TEXT EXTRACT
........
Edit: This guy here, got the same problem
http://stackoverflow.com/questions/...round-linked-images-in-sliced-html-page-in-ie


----------



## FordGT90Concept (Jun 25, 2012)

Might be a bug in IE.


----------



## Aquinus (Jun 25, 2012)

Tables have some strange behavior when re-sizing in any browser. Is there any reason why you're not using DIVs? You really should save tables for tabular data.

How about applying the zero borders/margin/padding on the image element itself?


----------



## GSquadron (Jun 25, 2012)

It was imported from photoshop to html than opened in dreamweaver


----------



## digibucc (Jun 25, 2012)

yeah there's your issue - a direct export from photoshop, etc to html is never really very good. unfortunately without knowing html it'd be quite a hassle for you to fix.
a table is not meant for layout, it's meant for tabular data. if you need to display information in a tabular format use a table - if you need to lay out your page a specific way use divs.

long story short you have to build the page from scratch in dreamweaver, and then place the images where they belong inside of divs, etc instead of a table. sorry


----------



## GSquadron (Jun 25, 2012)

Yeah, i thought about that. It had no meaning though to add images in a table.
Making the page from scratch is not bad as i learn more.
Thanks!


----------
........
DATA LISTING
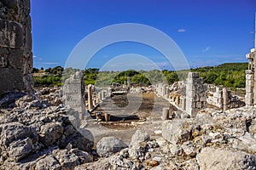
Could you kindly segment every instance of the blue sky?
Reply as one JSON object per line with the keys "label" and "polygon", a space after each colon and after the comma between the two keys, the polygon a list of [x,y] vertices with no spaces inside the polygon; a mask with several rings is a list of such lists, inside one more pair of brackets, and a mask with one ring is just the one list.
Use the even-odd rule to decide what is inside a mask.
{"label": "blue sky", "polygon": [[[32,0],[34,67],[65,66],[84,37],[119,23],[163,31],[190,67],[247,62],[245,54],[254,44],[255,12],[255,0]],[[85,67],[101,68],[125,54],[143,55],[161,69],[172,68],[159,51],[131,42],[102,48]]]}

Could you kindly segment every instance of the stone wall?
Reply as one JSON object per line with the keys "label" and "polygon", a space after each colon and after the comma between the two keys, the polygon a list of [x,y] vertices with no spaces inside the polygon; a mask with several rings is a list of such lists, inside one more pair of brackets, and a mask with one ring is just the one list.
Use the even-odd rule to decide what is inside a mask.
{"label": "stone wall", "polygon": [[81,71],[77,71],[65,81],[63,87],[65,105],[79,111],[80,120],[84,119],[84,116],[89,116],[83,98],[84,94],[83,76]]}
{"label": "stone wall", "polygon": [[0,1],[0,94],[31,93],[32,33],[29,0]]}
{"label": "stone wall", "polygon": [[186,82],[186,112],[191,117],[207,107],[207,85],[203,83],[203,78],[198,72],[189,72]]}

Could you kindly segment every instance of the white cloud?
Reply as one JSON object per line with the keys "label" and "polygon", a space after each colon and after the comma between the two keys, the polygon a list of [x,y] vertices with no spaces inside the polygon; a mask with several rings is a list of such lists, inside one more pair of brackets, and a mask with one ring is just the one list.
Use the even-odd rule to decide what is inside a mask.
{"label": "white cloud", "polygon": [[205,49],[202,50],[203,53],[207,53],[211,48],[210,46],[207,47]]}
{"label": "white cloud", "polygon": [[186,30],[184,28],[180,28],[177,30],[177,32],[185,32]]}

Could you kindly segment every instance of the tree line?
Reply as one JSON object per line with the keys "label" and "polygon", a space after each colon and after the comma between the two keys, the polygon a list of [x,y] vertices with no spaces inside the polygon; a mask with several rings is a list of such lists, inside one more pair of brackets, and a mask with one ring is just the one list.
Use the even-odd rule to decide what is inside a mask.
{"label": "tree line", "polygon": [[[247,69],[247,63],[225,63],[217,66],[206,66],[193,68],[189,71],[100,71],[97,68],[90,68],[81,71],[84,73],[84,82],[86,85],[96,84],[108,86],[113,82],[124,84],[127,77],[131,77],[132,83],[147,86],[157,82],[166,82],[172,84],[179,80],[185,80],[189,71],[199,72],[204,78],[204,82],[215,85],[224,85],[227,88],[237,88],[245,87],[245,71]],[[61,86],[64,81],[74,74],[78,69],[56,66],[48,68],[45,71],[33,68],[33,72],[44,72],[43,76],[35,76],[35,86]]]}

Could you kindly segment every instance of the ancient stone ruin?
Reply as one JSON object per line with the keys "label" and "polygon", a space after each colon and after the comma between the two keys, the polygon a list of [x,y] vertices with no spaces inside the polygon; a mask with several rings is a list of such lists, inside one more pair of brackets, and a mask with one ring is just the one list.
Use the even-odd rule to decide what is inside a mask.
........
STATED GOAL 1
In the forum thread above, what does Aquinus say tables should be saved for?
STATED GOAL 2
Output the part of the forum thread that starts at "It was imported" and ends after "way use divs.", copied word for word.

FULL SOLUTION 1
Tabular data.

FULL SOLUTION 2
It was imported from photoshop to html than opened in dreamweaver


----------



## digibucc (Jun 25, 2012)

yeah there's your issue - a direct export from photoshop, etc to html is never really very good. unfortunately without knowing html it'd be quite a hassle for you to fix.
a table is not meant for layout, it's meant for tabular data. if you need to display information in a tabular format use a table - if you need to lay out your page a specific way use divs.